> **PROVIDED PASSAGE**
__________
# When abortion suddenly stopped making sense



## a mere housewife (Jan 26, 2017)

This is probably the best article I've read on the subject and I thought it worth sharing. It speaks with compassion to the predicament of mothers as well as the total clarity about the life of the child, from the perspective of someone who started out strongly pro-choice. 

What hits me is that (as I have sometimes suspected) modern feminism largely seems to value women not as humans, but as _achievers_. And there is the use of a masculine scale to measure meaningful achievement -- many women don't value their ability to bear children because it's not something men are doing. 

http://www.nationalreview.com/artic...ade-unborn-children-women-feminism-march-life

Reactions: Like 4 | Informative 1


----------



## au5t1n (Jan 26, 2017)

Thanks for sharing.


----------



## MW (Jan 26, 2017)

The article is exceptional in the way it meets the pro-choice position on its own sociological ground. Perhaps the argument about the human animal undermines it somewhat, and the absence of any reference to a deontological ethic gives the false impression that personal well-being is all that matters; notwithstanding, it brings out a great deal of hindsight and insight on the subject, with tremendous awareness of the way sociological pressure exerts itself without any real regard for the good of the woman or her baby.

Reactions: Like 1


----------



## timfost (Jan 26, 2017)

Wonderful article! I thought the last two paragraphs were particularly powerful. Thanks for sharing!


----------



## Bill The Baptist (Jan 27, 2017)

Excellent article. The problem with feminism is that it seeks to imitate the worst qualities of men.

Reactions: Like 1


----------
__________
> **TASK OBJECTIVE**
Reproduce, word for word, the portion of the forum thread on abortion starting with "This is probably" and going on through "out strongly pro-choice.". The records that follow this thread are separate material.

> **DATA**
__________
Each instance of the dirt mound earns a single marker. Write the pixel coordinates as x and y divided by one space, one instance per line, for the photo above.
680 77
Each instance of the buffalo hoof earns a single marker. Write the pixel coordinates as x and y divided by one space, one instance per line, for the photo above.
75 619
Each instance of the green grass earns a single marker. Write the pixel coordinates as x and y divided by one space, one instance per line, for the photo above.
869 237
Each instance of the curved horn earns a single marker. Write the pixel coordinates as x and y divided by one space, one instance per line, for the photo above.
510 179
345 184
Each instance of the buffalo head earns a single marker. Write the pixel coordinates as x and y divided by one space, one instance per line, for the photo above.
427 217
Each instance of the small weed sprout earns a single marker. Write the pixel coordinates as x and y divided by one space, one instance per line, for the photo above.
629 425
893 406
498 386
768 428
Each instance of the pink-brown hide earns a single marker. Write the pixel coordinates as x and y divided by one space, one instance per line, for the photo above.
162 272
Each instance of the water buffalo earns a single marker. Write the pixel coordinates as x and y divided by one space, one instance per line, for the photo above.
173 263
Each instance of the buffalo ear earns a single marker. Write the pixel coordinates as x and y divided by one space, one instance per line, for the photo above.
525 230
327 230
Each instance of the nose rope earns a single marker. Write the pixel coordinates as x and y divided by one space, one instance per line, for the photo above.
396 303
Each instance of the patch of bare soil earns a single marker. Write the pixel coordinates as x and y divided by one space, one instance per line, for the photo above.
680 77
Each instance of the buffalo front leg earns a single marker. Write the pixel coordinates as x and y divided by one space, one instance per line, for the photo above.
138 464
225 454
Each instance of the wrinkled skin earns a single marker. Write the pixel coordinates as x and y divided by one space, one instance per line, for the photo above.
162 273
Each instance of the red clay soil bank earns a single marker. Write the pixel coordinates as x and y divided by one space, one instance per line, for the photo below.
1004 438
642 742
__________
> **RESPONSE TO THE EXERCISE**
This is probably the best article I've read on the subject and I thought it worth sharing. It speaks with compassion to the predicament of mothers as well as the total clarity about the life of the child, from the perspective of someone who started out strongly pro-choice.